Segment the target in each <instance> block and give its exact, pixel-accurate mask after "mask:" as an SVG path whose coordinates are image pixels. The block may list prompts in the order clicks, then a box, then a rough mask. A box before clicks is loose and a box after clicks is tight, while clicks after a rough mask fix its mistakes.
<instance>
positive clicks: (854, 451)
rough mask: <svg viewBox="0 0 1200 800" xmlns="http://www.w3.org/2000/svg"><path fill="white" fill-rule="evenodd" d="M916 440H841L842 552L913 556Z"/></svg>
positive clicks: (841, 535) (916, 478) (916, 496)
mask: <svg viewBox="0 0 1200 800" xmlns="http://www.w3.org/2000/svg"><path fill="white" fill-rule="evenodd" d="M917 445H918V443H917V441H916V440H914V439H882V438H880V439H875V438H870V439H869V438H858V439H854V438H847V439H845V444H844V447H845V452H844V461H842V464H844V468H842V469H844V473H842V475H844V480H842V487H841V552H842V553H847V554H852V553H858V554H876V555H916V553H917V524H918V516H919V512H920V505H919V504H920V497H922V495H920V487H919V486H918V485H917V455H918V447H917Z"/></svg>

Exercise instructions:
Taking the entries above, please repeat each one exactly.

Expected answer:
Segment the target in each <instance> block and give its exact, pixel-accurate mask after "mask:" as an SVG path whose coordinates are image pixels. The block may list prompts in the order clicks, then a box, then a rough mask. A box before clicks is loose and a box after clicks is tight, while clicks after a rough mask fix its mistakes.
<instance>
positive clicks: (854, 451)
rough mask: <svg viewBox="0 0 1200 800" xmlns="http://www.w3.org/2000/svg"><path fill="white" fill-rule="evenodd" d="M916 440H841L842 552L913 556Z"/></svg>
positive clicks: (841, 535) (916, 478) (916, 496)
mask: <svg viewBox="0 0 1200 800" xmlns="http://www.w3.org/2000/svg"><path fill="white" fill-rule="evenodd" d="M917 445H918V443H917V441H916V440H914V439H882V438H880V439H875V438H870V439H869V438H858V439H854V438H847V439H845V444H844V447H845V452H844V461H842V464H844V468H842V469H844V473H842V475H844V480H842V487H841V552H842V553H847V554H852V553H858V554H876V555H916V553H917V524H918V516H919V512H920V505H919V504H920V497H922V495H920V487H919V486H918V485H917V455H918V447H917Z"/></svg>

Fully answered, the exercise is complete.